▸ **SHORT TASK 1**
According to the handbook section on research projects, by when must topics and designs be submitted to have any chance of approval in time?

▸ **TEXT SECTION**
Research projects are valuable if they require the
identification of a real problem, review of appropriate literature, formulation
of appropriate methods, collection of data, and analysis and reporting of the
results. Three key issues confront
students and instructors in this process.
First, assigning real research rather than a library based term paper
requires both student and faculty to do significantly more work to produce a
useful product. Second, topics to be
addressed in the context of a 15 week course must be very narrow in scope –
something that it is not immediately obvious to students. Third, any subject that requires interaction
with human subjects (and interviews and questionnaires fit in this category)
requires the approval of the University’s Institutional Review Board – see the
following section.
19. INSTITUTIONAL
REVIEW OF RESEARCH
Federal law provides stringent protection for human subjects
of research. Failure to abide by these
requirements not only violates the law and exposes you to litigation for
damages, but also exposes the University to a loss of federal funding. This is a big deal.
Our program, both at the undergraduate and graduate level
expects that students will do serious original research. This research may require that you interact
with human subjects. Conducting a
telephone or in person interview is such an interaction. So is distributing a questionnaire. As part of the process of designing your
research you must receive the approval of the University’s Institutional Review
Board for any work that will involve these or more extensive contacts with
others.
As a practical matter this approval is not
instantaneous. Therefore, topics and
designs have to be determined, proposed in writing in the appropriate format,
and submitted in the first month of the course if they are to have any chance
of approval in time to do the project.
Do not try to circumvent the Institutional Review Board process – any
student that plans to go on to graduate school needs to know how this works,
because any serious graduate program will require exactly the same thing. Contact your faculty member early in the
course for information on the current schedule for the Board and advice on how
to complete and process the application.
A template for the application is attached to this handbook (see
Attachments 1, 2, 3, and 4).

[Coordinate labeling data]
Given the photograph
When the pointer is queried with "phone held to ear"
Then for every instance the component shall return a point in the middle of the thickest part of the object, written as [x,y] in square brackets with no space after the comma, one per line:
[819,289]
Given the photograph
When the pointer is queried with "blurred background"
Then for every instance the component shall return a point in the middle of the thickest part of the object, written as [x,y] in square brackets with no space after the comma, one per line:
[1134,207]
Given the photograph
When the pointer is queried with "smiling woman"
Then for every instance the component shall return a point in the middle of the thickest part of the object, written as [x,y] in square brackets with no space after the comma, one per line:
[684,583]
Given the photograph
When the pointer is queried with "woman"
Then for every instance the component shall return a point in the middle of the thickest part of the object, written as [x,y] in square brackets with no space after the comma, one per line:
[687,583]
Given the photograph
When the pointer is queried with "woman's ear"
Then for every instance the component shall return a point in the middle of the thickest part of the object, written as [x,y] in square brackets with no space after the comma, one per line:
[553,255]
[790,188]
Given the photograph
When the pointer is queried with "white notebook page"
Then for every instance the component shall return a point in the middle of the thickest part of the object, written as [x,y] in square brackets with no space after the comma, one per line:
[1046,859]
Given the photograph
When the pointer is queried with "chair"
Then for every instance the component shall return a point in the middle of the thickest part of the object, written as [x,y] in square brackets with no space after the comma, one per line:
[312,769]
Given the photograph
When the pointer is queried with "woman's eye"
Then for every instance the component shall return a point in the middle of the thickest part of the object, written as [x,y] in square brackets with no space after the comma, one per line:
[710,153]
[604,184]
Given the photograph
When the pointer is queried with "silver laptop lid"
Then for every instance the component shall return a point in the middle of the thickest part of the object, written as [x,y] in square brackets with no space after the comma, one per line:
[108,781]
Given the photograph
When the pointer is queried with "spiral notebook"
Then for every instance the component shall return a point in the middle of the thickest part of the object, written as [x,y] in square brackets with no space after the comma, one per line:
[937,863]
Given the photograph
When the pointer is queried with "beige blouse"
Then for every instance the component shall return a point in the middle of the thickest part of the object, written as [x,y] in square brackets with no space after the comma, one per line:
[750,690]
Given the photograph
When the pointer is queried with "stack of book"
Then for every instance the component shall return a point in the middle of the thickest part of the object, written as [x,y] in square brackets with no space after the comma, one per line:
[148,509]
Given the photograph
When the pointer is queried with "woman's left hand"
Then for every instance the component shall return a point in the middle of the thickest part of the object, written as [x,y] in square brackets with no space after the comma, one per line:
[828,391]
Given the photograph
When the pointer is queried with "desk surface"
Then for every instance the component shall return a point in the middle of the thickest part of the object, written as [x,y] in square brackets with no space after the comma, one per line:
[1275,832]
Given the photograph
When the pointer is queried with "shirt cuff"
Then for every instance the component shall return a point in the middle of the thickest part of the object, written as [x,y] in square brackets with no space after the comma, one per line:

▸ **SHORT TASK 2**
Count the lines of the rows above that contain the string "woman", where case counts, and give only the number.

▸ **FULL ANSWER 1**
In the first month of the course.

▸ **FULL ANSWER 2**
5